* [Exercises to complete]:
- 1) According to the review of The Amazing Spider-Man, who steals the show, and in what role?
- 2) Decide whether each statement agrees with the review of The Amazing Spider-Man: (a) The writer ranks the mid-nineties Spider-Man cartoon alongside Batman as the best kids TV show of that generation. (b) The writer uploaded a photo of themselves in a full Spider-Man costume. (c) The writer judges the film to be weaker than the original Sam Raimi/Tobey Maguire film.
- 3) Write the next part of the review of The Amazing Spider-Man, picking up after its final sentence.

* [Reading passage]:
I loved Spider-Man. Seriously, as a kid I was obsessed. The mid-nineties cartoon was, for me, up there with Batman as the best kids TV show of that generation. I got massively into the comics at the same time (including the apparently awful Todd MacFarlane Spider-Man series). Somewhere in my house there is a photo of me in a full Spider-Man costume. Unfortunately I couldn’t find it to upload, but if I do come across it, I’ll unleash the cuteness on the world.
So, in spite of the reasons behind the making of The Amazing Spider-Man – the cynical cash-in and requirement to keep hold of the Spider-Man license – I couldn’t help but, on some tiny level, be a tiny bit excited. Andrew Garfield! Emma Stone! Martin Sheen!
As it stands, The Amazing Spider-Man is every bit as good as the original Sam Raimi/Tobey Maguire film. Andrew Garfield’s Peter Parker has depth beyond the generic ‘I am such a big nerd’, Emma Stone’s Gwen Stacy is a believable love interest and a character in her own right and Martin Sheen steals the show as a wonderful Uncle Ben.

[Saved entries]
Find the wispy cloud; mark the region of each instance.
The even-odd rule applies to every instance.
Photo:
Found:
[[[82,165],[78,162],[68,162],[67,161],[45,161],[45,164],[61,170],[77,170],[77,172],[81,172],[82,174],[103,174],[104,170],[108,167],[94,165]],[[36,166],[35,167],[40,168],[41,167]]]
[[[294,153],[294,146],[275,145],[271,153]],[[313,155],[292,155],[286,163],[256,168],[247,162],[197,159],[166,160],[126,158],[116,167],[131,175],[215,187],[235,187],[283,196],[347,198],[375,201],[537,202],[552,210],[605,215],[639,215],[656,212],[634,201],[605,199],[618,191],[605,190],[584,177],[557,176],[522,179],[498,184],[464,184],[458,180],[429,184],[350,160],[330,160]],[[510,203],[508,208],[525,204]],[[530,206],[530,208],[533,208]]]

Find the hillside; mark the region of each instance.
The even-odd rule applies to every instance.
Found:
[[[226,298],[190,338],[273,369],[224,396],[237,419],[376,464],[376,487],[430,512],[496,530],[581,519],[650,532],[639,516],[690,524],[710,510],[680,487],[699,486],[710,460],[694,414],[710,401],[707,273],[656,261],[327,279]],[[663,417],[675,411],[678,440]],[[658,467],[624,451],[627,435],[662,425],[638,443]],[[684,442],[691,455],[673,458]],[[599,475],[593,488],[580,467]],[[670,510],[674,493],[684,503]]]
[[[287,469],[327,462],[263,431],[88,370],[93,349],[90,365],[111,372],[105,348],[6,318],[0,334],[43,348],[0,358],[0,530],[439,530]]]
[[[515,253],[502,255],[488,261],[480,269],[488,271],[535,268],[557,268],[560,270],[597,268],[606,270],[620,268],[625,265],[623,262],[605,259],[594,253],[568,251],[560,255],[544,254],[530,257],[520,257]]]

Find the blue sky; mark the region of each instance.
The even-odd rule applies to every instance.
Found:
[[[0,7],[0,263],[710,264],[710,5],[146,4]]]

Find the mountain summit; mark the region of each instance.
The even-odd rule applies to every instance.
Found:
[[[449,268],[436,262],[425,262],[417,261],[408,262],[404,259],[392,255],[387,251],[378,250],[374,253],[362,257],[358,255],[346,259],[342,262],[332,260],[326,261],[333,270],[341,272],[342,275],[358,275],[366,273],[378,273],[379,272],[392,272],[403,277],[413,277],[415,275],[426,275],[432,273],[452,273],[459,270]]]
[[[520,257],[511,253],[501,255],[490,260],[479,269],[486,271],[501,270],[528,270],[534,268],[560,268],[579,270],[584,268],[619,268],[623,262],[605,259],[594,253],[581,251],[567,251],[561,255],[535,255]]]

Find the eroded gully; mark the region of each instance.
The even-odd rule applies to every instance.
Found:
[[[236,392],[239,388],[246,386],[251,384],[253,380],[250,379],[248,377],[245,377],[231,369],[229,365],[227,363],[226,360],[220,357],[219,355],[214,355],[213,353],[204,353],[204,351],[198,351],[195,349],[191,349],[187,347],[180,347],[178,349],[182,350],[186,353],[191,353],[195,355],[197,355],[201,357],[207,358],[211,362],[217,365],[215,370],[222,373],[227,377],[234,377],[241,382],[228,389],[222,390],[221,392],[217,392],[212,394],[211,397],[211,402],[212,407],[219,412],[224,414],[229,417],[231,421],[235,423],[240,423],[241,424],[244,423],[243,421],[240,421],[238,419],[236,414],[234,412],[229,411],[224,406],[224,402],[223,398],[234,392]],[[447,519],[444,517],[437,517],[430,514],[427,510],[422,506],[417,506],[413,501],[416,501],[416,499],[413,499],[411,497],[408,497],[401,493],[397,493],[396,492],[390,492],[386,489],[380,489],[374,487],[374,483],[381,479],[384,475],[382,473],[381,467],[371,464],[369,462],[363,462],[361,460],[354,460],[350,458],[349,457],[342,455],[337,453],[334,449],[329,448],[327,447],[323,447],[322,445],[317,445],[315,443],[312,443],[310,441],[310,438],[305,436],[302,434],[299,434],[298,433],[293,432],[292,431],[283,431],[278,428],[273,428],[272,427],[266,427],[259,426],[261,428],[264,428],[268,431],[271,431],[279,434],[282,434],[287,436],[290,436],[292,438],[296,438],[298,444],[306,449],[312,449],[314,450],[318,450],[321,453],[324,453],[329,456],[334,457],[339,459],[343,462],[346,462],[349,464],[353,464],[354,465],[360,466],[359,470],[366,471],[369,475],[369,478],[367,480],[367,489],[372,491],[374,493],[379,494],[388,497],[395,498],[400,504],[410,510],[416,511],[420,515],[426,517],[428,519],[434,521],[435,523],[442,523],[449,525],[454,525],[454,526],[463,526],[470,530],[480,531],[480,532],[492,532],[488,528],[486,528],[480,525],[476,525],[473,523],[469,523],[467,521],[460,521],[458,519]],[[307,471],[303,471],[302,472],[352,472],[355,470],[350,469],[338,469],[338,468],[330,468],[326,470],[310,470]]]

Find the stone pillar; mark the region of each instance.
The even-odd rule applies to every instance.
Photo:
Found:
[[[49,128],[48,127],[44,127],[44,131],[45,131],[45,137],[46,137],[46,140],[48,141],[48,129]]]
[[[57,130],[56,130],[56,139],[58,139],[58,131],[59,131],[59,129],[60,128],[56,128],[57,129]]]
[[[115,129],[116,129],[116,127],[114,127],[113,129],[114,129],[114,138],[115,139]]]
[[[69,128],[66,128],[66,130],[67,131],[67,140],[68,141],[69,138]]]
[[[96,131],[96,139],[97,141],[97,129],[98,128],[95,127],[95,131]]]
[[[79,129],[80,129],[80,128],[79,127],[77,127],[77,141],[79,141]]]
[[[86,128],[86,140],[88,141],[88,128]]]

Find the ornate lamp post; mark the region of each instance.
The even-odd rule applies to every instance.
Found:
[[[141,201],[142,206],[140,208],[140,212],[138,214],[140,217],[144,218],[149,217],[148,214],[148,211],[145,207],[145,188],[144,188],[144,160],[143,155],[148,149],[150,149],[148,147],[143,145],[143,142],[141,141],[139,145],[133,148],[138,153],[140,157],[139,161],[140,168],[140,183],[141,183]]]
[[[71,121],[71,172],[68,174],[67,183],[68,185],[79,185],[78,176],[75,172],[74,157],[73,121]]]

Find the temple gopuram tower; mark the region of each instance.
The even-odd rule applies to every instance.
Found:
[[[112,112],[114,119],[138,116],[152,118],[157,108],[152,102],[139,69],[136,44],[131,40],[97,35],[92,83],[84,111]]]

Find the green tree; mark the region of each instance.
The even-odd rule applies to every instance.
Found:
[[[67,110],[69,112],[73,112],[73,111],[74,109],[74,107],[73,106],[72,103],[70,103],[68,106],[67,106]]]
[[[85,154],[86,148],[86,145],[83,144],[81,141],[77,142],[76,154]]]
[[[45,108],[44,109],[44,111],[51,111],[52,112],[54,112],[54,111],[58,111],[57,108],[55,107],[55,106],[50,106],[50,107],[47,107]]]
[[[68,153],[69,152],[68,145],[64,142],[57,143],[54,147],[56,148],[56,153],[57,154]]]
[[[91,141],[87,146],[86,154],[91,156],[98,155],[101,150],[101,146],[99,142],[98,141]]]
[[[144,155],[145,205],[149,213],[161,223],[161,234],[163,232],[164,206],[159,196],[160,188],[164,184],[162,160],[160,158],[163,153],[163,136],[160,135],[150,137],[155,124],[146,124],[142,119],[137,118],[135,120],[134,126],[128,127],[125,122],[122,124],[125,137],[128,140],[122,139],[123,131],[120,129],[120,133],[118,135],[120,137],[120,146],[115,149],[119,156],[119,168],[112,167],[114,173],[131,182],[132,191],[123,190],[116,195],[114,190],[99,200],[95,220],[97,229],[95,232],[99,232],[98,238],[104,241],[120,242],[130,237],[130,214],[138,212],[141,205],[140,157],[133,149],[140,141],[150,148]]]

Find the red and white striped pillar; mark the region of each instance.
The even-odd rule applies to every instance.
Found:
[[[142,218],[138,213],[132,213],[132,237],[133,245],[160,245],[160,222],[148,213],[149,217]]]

...

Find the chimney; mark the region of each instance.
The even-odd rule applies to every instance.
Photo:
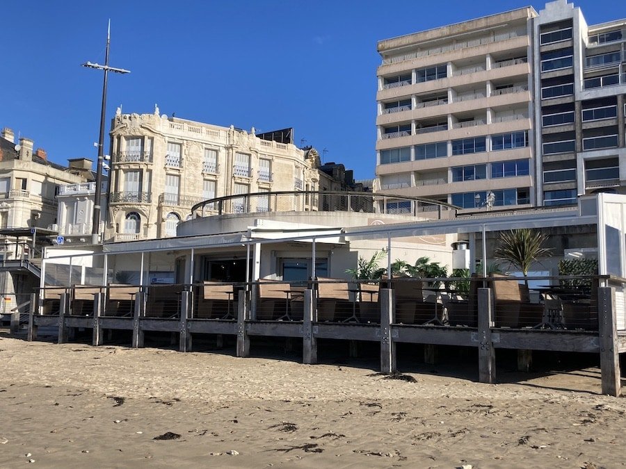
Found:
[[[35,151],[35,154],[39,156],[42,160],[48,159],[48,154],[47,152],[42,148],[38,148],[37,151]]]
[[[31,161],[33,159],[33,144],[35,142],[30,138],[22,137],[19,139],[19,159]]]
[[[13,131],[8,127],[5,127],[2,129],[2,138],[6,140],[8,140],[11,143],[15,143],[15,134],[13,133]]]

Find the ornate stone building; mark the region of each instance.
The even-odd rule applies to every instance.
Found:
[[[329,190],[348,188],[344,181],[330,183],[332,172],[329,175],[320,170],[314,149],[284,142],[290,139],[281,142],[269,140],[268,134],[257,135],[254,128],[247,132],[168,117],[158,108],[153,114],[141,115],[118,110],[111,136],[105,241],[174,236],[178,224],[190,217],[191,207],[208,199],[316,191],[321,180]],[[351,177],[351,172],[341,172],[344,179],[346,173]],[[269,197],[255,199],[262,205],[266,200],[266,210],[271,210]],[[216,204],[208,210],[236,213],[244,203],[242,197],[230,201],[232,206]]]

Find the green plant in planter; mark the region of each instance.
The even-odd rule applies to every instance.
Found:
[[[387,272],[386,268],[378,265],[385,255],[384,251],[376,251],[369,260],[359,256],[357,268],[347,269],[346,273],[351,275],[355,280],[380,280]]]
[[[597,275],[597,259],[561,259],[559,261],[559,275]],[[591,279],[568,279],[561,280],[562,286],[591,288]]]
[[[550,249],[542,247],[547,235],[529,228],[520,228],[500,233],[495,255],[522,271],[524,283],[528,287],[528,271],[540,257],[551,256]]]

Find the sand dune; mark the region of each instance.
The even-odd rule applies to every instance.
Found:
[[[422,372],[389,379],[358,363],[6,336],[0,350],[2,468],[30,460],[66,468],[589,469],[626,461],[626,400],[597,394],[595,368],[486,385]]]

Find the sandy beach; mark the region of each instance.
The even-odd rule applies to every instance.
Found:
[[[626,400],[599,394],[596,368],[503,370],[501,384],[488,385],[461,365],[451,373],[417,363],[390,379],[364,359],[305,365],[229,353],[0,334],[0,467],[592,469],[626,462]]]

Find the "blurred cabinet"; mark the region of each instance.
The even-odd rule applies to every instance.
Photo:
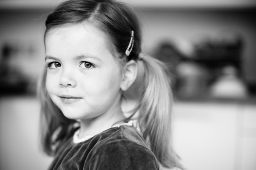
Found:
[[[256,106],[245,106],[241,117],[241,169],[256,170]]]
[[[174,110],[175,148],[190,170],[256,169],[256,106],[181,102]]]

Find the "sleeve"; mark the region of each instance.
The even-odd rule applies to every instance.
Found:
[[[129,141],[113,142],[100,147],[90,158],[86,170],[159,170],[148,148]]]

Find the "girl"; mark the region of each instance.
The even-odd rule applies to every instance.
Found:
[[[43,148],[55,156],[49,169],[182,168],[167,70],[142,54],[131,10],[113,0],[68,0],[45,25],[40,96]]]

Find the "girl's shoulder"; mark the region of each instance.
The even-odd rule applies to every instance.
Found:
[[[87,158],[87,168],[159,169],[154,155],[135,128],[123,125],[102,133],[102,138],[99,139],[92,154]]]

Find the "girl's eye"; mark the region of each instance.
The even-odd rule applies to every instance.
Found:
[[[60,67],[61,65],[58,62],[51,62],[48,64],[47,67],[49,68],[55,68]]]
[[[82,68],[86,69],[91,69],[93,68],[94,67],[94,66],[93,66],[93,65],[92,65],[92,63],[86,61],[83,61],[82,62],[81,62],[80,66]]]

* [The responses]:
- 1) Martin Sheen steals the show as Uncle Ben.

- 2)
(a) Yes: "The mid-nineties cartoon was, for me, up there with Batman as the best kids TV show of that generation."
(b) No: "Unfortunately I couldn’t find it to upload"
(c) No: "The Amazing Spider-Man is every bit as good as the original Sam Raimi/Tobey Maguire film."

- 3)
All in all, the human cast is believable, deep, and interesting; you feel a hell of a lot more for Peter in this than you ever did in the previous trilogy, for instance. The chemistry between Garfield and Stone is wonderfully charming, and even one-mode characters such as Flash Thompson are given little tweaks that make their characters more than just cardboard cut-outs. The world of the characters feels like real life.
Unfortunately, the film is a lot better when Spider-Man isn’t involved. There is plenty of action in this film – from Parker getting bitten by the radioactive spider, to developing his new-found powers and creating his web-slinging devices, to fighting street-crime, to taking on a greater responsibility and fighting The Big Bad Guy. The problem is that even immediately after the film I had great difficulty remembering any specific scene.
The Sam Raimi trilogy is full of iconic moments. The upside down kiss, the fights with Doctor Octopus, Willem Defoe’s descent into madness, and even the horrifically cheesy “go web go” scene. Even though the films were flawed, the action sequences were, in general, handled perfectly. The only action scenes that wowed me in The Amazing Spider-Man were when Uncle Ben dies, which was genuinely tragic, and the brief moments where Spider-Man seems to act like a spider – building a web in the sewers and crawling over The Lizard during a fight in a high-school.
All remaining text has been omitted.